◆ DATA LISTING:

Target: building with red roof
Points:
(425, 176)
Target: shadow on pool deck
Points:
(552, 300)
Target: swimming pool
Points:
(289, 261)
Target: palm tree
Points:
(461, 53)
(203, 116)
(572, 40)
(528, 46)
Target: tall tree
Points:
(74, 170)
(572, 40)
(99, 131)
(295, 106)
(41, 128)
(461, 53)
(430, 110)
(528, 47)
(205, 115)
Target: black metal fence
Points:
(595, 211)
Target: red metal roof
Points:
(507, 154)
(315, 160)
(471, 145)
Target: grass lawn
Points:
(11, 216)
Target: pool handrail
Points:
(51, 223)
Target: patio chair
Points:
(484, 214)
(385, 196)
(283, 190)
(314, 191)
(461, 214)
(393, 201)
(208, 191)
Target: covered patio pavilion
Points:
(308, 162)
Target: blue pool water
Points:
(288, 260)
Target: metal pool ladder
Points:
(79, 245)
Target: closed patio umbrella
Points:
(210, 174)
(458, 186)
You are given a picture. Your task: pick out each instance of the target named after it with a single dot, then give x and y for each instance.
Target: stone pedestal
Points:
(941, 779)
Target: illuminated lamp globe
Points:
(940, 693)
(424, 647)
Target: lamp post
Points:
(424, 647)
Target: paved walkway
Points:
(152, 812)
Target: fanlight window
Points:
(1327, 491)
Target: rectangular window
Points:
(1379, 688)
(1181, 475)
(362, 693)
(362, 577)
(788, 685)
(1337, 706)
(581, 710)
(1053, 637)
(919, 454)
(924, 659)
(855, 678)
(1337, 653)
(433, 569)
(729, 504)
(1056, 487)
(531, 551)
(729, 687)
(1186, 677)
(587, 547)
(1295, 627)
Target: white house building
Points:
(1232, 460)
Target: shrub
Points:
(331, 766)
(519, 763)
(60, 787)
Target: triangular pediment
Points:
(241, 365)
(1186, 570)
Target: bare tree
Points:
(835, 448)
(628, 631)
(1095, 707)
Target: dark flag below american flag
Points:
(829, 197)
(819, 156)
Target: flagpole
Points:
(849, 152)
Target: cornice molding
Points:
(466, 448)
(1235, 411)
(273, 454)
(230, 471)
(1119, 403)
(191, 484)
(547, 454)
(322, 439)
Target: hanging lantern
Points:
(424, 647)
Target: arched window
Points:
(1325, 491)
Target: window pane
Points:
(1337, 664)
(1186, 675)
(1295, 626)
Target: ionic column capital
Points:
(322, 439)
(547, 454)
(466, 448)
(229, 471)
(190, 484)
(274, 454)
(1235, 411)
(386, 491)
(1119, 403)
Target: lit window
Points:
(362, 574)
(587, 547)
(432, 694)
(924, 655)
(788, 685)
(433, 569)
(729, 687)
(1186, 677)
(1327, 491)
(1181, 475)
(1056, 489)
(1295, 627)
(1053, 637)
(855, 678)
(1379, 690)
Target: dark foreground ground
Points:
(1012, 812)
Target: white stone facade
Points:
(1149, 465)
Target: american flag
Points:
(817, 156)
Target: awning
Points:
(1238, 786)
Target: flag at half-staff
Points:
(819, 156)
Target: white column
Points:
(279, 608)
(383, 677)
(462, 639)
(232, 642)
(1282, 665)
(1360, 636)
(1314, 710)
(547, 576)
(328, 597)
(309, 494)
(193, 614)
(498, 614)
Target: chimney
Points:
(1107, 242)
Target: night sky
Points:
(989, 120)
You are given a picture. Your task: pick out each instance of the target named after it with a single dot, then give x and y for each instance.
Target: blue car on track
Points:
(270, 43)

◆ PROBLEM TO WORK ON: Rescale the data from the line with "Target: red metal roof" to the line with "(1012, 812)", both included. Reproduce every line in that span. Multiply each point coordinate by 2.25 and round it to a whole number, rounding halves up. Leave all other text unchanged.

◆ SOLUTION FOR THIS TASK:
Target: red metal roof
Points:
(1141, 347)
(709, 360)
(1060, 326)
Target: grass lawn
Points:
(25, 486)
Target: pool handrail
Points:
(115, 502)
Target: patio chair
Points:
(1089, 482)
(866, 441)
(637, 428)
(707, 430)
(1037, 482)
(884, 452)
(468, 430)
Target: covered patio pavilion
Points:
(693, 365)
Target: blue pool water
Points:
(648, 585)
Target: metal pool ladder
Points:
(178, 551)
Target: closed patio umbrella
Points:
(473, 392)
(1031, 419)
You are given a picture. Your task: pick out each instance of the target named after it with a single dot, then give x and y for each instance.
Target: stone pedestal
Points:
(2117, 1753)
Target: illuminated lamp globe
Points:
(2115, 1559)
(954, 1456)
Target: lamp post
Points:
(954, 1456)
Target: paved walkway
Points:
(342, 1827)
Target: fanlight window
Points:
(2986, 1105)
Target: rectangular window
Points:
(3103, 1548)
(2657, 1069)
(815, 1559)
(815, 1298)
(1773, 1541)
(3008, 1589)
(1307, 1598)
(2369, 1433)
(2068, 1022)
(2079, 1483)
(1924, 1526)
(3008, 1469)
(974, 1280)
(1640, 1134)
(2376, 1096)
(1195, 1240)
(1640, 1546)
(2669, 1523)
(1321, 1231)
(2914, 1411)
Target: white house building
Points:
(2772, 1035)
Target: shrub
Points:
(745, 1724)
(1168, 1717)
(135, 1771)
Target: triangular pediment
Points:
(542, 821)
(2669, 1283)
Target: bare tree
Points:
(1879, 1008)
(1413, 1420)
(2464, 1591)
Target: dark flag below american flag
Points:
(1865, 443)
(1843, 351)
Target: flagpole
Points:
(1910, 342)
Target: cornice molding
Points:
(1049, 1008)
(2779, 925)
(614, 1022)
(518, 1060)
(2518, 907)
(430, 1089)
(1231, 1022)
(725, 988)
Target: hanging lantern
Points:
(954, 1456)
Target: arched window
Points:
(2981, 1105)
Target: window pane
Points:
(3008, 1494)
(2669, 1519)
(2914, 1409)
Target: ionic column capital
Points:
(725, 988)
(1231, 1022)
(1049, 1008)
(515, 1060)
(428, 1089)
(617, 1022)
(2779, 925)
(869, 1105)
(2518, 907)
Target: lit window
Points:
(815, 1292)
(1321, 1231)
(972, 1562)
(2079, 1474)
(1773, 1541)
(974, 1280)
(1640, 1546)
(2669, 1523)
(2986, 1105)
(2657, 1069)
(2376, 1100)
(2914, 1411)
(2369, 1433)
(1924, 1526)
(3103, 1553)
Target: dark foreground ground
Points:
(2277, 1827)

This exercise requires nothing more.